**SOURCE TEXT**
————————

Archive of Previous Talks
Weekly Parsha Class

CBI Cafe: Autumn '24 Schedule
Sign up for the Adult Education email list


Questions about our Adult Education offerings?  Please reach out to our Engagement Coordinator Amy Stein.

The Adult Education Committee is comprised of Penina Glazer, Phyllis Eckstein, Larry Fine, Joshua Roth, Laura Katznelson, Dave Gorin, and Steffi Schamess.

Autumn 2024 Offerings

Weekly Parsha Class with Rabbi Ariella and Rabbi Jacob 
Fridays 12:00-1:00 pm in the CBI Library
In person only. Drop in; no registration required.
Join Rabbi Ariella and Rabbi Jacob for a discussion of the weekly Torah portion.  All are welcome, no prior knowledge or experience required. Each session will stand alone, feel free to come whenever it works for you.  And please feel free to bring your own lunch! 

Living a Meaningful Jewish Life: Exploring the Foundations of Jewish Tradition, Culture, and Practice
Wednesday evenings from 7:00-8:30 beginning November 6 and ending April 9 (skipping Dec 25, Jan 1, Feb 19). With Rabbi Jacob Fine and Rabbi Ariella Rosen in the CBI Library. In Person & Virtual Options.Register Here

In this 18-week course we will explore together many aspects of Jewish life: daily spiritual practices, the holiday cycle, Shabbat, eating practices, migration, history, and more. This class is geared toward anyone who wants to learn more about Jewish life: individuals exploring conversion, non-Jews part of Jewish families, allies, members of community, lifelong learners, and Jews of all stripes who want to learn more. If you think this class is for you, it is! Students are encouraged to come with questions, curiosity, and challenges. Ever wonder why Jewish people do [insert curious custom here]? Ask us and we’ll cover it!

————————

**PROBLEMS TO WORK ON**
a. According to the adult education page, why can people attend the Weekly Parsha Class on whichever Fridays suit them?
b. Translate this sentence from the adult education page into Spanish: "All are welcome, no prior knowledge or experience required."
c. Copy the adult education page from "Questions about our" up to and including "your own lunch!".

————————

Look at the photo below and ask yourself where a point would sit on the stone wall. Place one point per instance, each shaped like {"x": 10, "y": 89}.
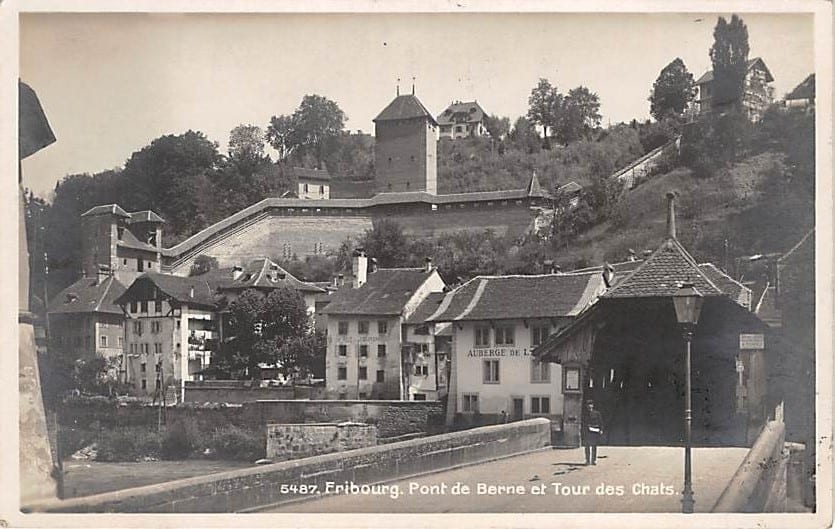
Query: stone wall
{"x": 250, "y": 488}
{"x": 392, "y": 418}
{"x": 293, "y": 441}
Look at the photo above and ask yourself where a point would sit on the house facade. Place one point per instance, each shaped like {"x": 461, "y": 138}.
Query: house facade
{"x": 758, "y": 94}
{"x": 462, "y": 119}
{"x": 497, "y": 322}
{"x": 365, "y": 329}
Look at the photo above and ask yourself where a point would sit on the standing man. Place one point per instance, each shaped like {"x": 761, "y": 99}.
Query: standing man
{"x": 592, "y": 432}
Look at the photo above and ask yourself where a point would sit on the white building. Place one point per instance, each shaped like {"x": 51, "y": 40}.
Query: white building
{"x": 497, "y": 321}
{"x": 365, "y": 323}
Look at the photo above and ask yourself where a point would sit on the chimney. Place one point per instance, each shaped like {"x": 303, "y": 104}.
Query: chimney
{"x": 608, "y": 274}
{"x": 671, "y": 215}
{"x": 359, "y": 267}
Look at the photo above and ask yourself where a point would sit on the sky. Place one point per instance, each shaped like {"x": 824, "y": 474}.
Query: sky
{"x": 111, "y": 83}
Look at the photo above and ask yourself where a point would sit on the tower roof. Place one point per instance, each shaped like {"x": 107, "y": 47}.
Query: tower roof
{"x": 405, "y": 107}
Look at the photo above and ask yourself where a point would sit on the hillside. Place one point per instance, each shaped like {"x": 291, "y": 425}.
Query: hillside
{"x": 752, "y": 206}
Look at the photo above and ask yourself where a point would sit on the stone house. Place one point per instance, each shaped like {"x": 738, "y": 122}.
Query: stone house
{"x": 497, "y": 322}
{"x": 462, "y": 119}
{"x": 758, "y": 94}
{"x": 366, "y": 325}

————————

**ANSWERS PROVIDED**
a. Each session stands alone, so missing earlier sessions doesn't matter. The class is also drop-in and needs no registration.

b. Todos son bienvenidos; no se requieren conocimientos ni experiencia previos.

c.
Questions about our Adult Education offerings?  Please reach out to our Engagement Coordinator Amy Stein.

The Adult Education Committee is comprised of Penina Glazer, Phyllis Eckstein, Larry Fine, Joshua Roth, Laura Katznelson, Dave Gorin, and Steffi Schamess.

Autumn 2024 Offerings

Weekly Parsha Class with Rabbi Ariella and Rabbi Jacob 
Fridays 12:00-1:00 pm in the CBI Library
In person only. Drop in; no registration required.
Join Rabbi Ariella and Rabbi Jacob for a discussion of the weekly Torah portion.  All are welcome, no prior knowledge or experience required. Each session will stand alone, feel free to come whenever it works for you.  And please feel free to bring your own lunch!